◆ **DO THIS**:
Revise the material from the line containing "In this picture, where can the roasted" through the line containing "point(294, 700)" by swapping "wooden" for "bamboo", and leave everything else as it is. Return only those lines.

◆ **STORED DATA**:
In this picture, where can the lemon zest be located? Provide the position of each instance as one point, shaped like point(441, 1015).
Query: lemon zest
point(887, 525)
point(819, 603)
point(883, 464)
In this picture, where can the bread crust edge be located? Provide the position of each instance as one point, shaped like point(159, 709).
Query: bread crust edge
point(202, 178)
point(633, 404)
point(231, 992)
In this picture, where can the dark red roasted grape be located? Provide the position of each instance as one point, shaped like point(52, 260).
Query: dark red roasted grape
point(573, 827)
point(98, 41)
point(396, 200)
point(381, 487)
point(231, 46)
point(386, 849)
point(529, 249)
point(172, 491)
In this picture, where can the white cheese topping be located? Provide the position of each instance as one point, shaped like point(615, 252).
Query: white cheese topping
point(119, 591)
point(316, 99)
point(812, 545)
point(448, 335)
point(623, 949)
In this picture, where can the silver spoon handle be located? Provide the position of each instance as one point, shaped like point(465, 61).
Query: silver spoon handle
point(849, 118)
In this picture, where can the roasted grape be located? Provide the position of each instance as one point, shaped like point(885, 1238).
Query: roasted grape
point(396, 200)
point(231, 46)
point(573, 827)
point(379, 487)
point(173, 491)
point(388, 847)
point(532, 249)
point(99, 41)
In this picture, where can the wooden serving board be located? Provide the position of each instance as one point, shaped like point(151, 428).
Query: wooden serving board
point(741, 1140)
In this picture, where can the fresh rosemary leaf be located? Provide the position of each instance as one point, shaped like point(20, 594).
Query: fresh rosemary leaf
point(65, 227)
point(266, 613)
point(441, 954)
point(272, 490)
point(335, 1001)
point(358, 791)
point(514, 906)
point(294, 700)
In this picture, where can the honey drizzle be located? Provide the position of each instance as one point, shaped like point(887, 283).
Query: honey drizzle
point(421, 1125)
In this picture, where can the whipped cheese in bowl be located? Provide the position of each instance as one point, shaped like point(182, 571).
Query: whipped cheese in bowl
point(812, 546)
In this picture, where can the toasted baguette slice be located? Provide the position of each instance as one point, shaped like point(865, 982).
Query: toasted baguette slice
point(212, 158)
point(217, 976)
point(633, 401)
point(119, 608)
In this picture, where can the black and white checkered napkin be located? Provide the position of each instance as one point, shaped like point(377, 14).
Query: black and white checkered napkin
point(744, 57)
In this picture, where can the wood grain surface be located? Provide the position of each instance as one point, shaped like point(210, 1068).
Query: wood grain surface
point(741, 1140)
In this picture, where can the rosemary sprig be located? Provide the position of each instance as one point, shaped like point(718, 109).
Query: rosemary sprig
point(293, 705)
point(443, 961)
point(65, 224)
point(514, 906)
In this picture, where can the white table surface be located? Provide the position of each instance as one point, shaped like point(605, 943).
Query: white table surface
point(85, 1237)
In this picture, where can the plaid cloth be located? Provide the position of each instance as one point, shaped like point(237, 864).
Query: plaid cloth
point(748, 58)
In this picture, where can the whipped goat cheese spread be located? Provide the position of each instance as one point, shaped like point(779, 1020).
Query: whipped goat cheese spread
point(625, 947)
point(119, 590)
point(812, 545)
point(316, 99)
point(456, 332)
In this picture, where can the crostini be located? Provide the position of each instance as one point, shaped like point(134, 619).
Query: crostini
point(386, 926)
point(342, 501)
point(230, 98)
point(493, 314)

◆ **TASK SOLUTION**:
In this picture, where can the roasted grape be located? Provide the position of each instance as one point, shaped like point(885, 1238).
Query: roasted grape
point(396, 200)
point(231, 46)
point(573, 827)
point(379, 487)
point(173, 491)
point(388, 847)
point(532, 249)
point(99, 41)
In this picture, where can the bamboo serving board be located? Provide the position of each instance as one point, shaped like point(151, 428).
Query: bamboo serving board
point(741, 1140)
In this picture, where can the fresh rosemary leaf be located? Provide the position of each instance as one point, shaped like point(20, 594).
Query: fresh rosemary leaf
point(65, 227)
point(266, 613)
point(441, 954)
point(272, 490)
point(335, 1001)
point(358, 791)
point(514, 906)
point(294, 700)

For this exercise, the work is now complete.